## Task instructions
Copy everything from the line containing "the shadow on" down to the end of the records below, without any changes.

Point labeling records
_ _ _ _ _ _ _

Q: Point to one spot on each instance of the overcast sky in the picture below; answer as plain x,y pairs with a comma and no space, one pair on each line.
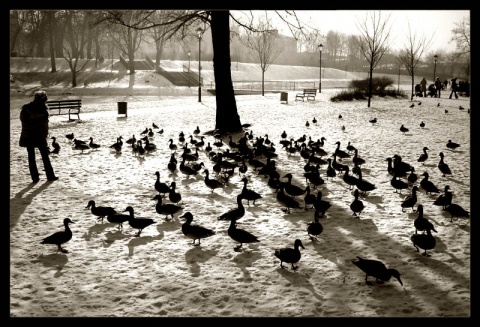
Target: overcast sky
434,24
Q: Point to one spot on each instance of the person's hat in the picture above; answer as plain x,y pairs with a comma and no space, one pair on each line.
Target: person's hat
40,95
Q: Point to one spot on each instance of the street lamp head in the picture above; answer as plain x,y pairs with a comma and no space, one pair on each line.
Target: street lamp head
199,32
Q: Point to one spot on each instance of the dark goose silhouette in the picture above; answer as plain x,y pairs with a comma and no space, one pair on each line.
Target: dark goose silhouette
376,269
290,255
194,232
61,237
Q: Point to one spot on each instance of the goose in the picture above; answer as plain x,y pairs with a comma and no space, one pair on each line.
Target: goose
138,223
350,180
236,213
194,232
357,205
172,146
340,153
443,167
291,189
187,170
456,211
314,228
55,145
211,183
428,185
309,199
421,223
149,146
424,242
131,140
99,211
290,255
161,187
320,205
363,185
424,156
410,200
412,177
70,136
173,196
356,159
376,269
60,237
452,145
444,199
117,218
240,235
331,172
248,194
338,166
350,147
286,200
81,147
167,209
398,184
172,163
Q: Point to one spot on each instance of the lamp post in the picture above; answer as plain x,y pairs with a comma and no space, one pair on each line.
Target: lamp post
199,34
188,68
320,47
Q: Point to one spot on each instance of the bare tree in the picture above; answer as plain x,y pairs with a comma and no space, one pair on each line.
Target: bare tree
76,25
264,47
373,42
411,54
461,36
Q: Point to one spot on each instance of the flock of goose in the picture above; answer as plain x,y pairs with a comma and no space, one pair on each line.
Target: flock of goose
257,154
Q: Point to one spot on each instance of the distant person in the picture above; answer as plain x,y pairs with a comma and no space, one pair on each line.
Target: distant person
453,87
34,118
423,83
438,86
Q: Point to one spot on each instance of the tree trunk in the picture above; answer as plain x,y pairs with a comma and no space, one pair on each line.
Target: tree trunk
227,118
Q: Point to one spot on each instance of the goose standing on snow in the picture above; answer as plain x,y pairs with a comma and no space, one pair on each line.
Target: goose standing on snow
290,255
421,223
194,232
99,211
138,223
61,237
376,269
428,185
424,156
443,167
240,235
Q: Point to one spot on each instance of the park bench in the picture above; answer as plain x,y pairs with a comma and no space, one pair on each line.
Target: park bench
65,107
307,93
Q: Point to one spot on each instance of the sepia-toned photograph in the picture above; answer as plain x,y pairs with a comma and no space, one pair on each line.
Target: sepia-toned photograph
240,164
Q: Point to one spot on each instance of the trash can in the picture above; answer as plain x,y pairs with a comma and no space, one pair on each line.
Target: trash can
122,108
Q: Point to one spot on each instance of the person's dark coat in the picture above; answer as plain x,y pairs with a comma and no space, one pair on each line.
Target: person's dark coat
34,118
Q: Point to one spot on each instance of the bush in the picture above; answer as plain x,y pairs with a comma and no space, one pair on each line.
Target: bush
358,90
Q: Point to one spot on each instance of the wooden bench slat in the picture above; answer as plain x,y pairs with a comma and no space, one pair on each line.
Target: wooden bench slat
56,107
307,93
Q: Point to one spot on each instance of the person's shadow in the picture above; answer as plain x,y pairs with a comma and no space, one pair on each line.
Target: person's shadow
19,203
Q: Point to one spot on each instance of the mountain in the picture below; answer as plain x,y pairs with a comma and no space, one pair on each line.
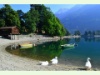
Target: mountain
81,17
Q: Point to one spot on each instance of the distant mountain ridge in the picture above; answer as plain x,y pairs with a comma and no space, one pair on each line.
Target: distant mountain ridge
81,17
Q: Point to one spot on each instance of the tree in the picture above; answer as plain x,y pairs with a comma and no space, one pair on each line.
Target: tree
9,16
31,20
77,33
22,21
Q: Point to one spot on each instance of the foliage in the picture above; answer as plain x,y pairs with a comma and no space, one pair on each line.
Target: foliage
9,17
77,33
39,19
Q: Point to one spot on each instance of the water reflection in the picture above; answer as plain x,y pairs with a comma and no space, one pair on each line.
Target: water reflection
89,39
45,51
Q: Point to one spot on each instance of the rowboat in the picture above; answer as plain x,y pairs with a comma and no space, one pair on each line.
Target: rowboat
68,45
26,45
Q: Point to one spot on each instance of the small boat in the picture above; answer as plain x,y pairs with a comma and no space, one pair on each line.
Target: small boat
68,45
26,45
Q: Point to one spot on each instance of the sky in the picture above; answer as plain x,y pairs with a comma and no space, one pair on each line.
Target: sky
54,7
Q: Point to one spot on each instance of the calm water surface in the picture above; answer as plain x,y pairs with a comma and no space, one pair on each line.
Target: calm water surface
88,47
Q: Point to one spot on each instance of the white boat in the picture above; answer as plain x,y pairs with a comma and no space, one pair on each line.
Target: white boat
26,45
68,45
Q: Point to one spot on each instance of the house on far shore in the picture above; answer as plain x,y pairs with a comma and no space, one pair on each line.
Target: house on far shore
9,32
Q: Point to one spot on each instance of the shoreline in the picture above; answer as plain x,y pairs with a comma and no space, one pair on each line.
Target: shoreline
12,62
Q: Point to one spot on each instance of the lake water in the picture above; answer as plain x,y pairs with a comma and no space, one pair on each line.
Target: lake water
76,56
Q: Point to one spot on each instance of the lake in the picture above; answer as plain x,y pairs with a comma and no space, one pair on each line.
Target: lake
76,56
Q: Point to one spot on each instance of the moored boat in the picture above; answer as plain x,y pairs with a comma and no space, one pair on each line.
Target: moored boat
68,45
26,45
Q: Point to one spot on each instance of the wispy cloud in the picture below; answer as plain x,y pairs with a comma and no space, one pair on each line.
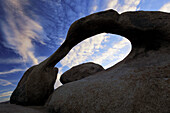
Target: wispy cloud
20,30
97,49
5,82
84,50
11,61
165,7
127,5
6,94
12,71
113,53
5,99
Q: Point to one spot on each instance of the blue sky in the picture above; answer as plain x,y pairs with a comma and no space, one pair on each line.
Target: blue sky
31,30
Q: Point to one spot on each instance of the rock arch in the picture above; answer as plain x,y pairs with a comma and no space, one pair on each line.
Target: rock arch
150,37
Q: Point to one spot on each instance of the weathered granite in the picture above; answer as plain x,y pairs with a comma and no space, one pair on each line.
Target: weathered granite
138,84
35,86
80,71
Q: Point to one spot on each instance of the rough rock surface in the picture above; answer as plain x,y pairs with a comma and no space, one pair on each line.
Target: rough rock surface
35,86
11,108
138,84
80,71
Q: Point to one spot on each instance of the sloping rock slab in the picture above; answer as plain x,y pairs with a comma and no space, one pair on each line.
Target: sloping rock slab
80,71
12,108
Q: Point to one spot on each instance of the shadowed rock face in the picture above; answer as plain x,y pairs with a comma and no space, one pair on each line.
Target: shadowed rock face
137,84
35,86
80,71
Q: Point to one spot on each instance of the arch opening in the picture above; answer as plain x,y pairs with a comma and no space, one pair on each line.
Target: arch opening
104,49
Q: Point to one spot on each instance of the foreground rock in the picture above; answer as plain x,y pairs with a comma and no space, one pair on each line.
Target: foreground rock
35,86
80,71
138,84
11,108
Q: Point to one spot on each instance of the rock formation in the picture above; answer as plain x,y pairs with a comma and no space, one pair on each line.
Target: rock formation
11,108
137,84
35,86
80,71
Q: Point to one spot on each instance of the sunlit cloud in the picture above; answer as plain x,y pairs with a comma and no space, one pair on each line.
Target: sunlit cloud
12,71
127,5
5,94
5,82
84,50
97,49
113,54
165,7
20,30
11,61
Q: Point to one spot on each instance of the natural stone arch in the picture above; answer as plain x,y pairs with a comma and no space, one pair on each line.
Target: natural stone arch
145,30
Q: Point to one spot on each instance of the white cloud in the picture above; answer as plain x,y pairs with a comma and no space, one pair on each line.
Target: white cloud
5,99
97,49
112,4
128,5
165,7
11,61
113,54
6,94
12,71
20,30
5,82
84,50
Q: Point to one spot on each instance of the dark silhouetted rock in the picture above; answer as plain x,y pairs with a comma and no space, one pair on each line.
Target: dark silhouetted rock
35,86
138,84
11,108
80,71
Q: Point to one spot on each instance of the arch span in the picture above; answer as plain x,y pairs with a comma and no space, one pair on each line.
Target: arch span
143,29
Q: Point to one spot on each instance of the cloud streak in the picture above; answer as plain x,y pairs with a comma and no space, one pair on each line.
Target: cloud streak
5,82
127,5
165,7
6,94
12,71
20,30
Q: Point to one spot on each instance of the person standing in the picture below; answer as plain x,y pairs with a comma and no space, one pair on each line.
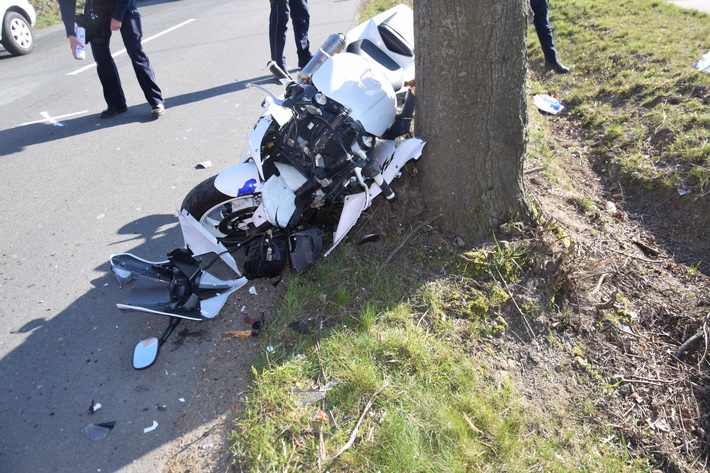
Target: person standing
100,19
278,20
543,28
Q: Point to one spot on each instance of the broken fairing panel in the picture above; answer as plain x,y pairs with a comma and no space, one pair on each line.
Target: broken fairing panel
314,160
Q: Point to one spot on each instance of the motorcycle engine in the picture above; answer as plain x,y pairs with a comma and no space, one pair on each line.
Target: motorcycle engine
318,142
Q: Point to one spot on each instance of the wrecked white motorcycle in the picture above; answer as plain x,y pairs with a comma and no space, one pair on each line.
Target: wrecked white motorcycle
328,146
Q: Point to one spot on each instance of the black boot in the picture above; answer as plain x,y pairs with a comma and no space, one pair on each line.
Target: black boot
557,66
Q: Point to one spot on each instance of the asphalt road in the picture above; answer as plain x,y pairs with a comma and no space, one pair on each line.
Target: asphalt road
76,189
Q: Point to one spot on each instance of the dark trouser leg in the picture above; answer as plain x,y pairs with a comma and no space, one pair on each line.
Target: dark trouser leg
132,33
107,71
301,20
541,21
278,20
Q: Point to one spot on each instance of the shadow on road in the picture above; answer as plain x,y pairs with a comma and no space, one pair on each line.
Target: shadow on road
66,362
15,140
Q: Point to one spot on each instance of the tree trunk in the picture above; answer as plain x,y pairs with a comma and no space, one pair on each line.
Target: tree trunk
470,63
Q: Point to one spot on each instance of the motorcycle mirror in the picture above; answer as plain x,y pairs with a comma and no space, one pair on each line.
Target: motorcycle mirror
145,353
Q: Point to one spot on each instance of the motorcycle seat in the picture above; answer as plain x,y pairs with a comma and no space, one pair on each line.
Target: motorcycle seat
376,56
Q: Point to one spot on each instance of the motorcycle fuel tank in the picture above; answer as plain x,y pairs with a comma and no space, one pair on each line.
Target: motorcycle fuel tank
350,80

_ _ _ _ _ _ _

## Expected answer
Q: Point to one spot on each instance of the shadow on road in the picture above; answer as plain x,y pairs with a comma and no space, one pair on each line.
Target: shadow on road
66,362
15,140
Q: Point to one spot on each instance of the tree trunk in the picture above; answer as plain x,y pairs with a comma and no space, one pair on each line.
Target: tree trunk
470,63
Q: Point to one spot on each instance of the motorcycle mirror in the picture above; answer as plain x,y pairs with a comma and no space, one pair on each line.
Target: motorcycle mirror
145,353
Q: Point to one spot on each instance of the motorcycle seat in the picture above; answer as plain x,y pairs with a comma and no space, one pair on each line.
Target: motorcycle seat
376,56
Q: Point to one spot on each instance of the motorcycle fuel tank in the picture above; answer as plain x,y pairs with a comma and no space, one pair on each line.
Target: motorcycle fuel tank
350,80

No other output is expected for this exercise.